### What the task asks
Copy the listing word for word, starting at the line containing "Mark one point on every instance of the palm" and ending after the line containing "Target: fortress wall".

### Listed entries

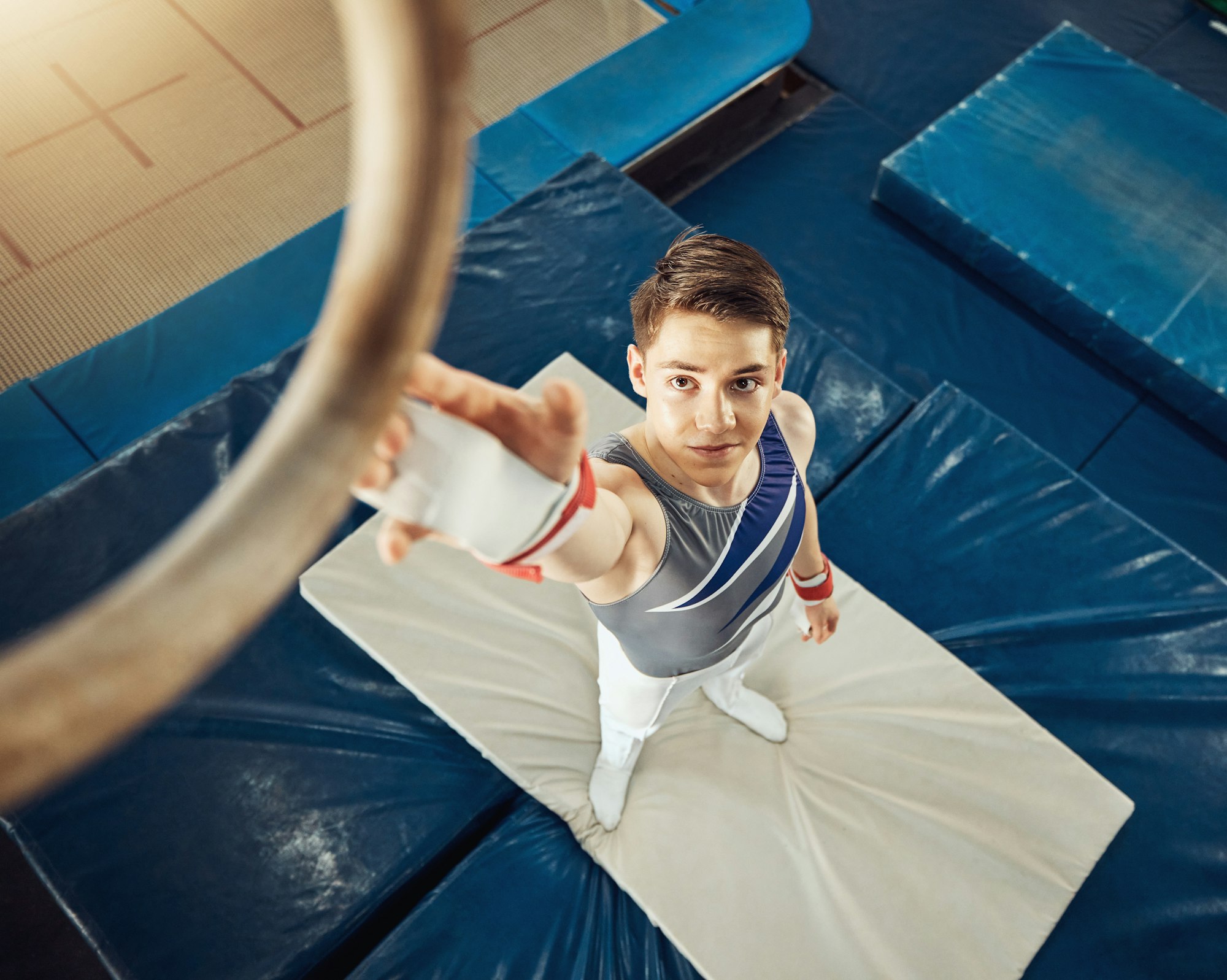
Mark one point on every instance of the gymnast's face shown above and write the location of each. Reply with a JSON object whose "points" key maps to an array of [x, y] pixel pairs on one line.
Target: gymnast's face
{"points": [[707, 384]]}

---

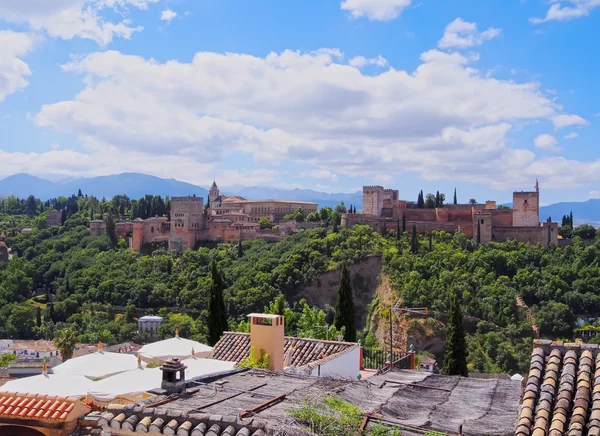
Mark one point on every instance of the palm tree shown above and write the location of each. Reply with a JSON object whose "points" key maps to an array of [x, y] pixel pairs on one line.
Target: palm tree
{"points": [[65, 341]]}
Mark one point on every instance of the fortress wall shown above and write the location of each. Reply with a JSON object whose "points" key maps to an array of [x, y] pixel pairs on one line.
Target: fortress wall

### Task result
Mark one point on every instance of the palm tree shown above and write the location of each. Reply with a JSON object whose "points" key maps to an array of [x, y] pixel pairs on one line.
Target: palm tree
{"points": [[65, 341]]}
Mark one point on every instance of the fortress wall shown above and write the location of each. Reply with a JSON object whose "points" key maps to an array of [x, y] pixel pairs on one line.
Target: fortress wall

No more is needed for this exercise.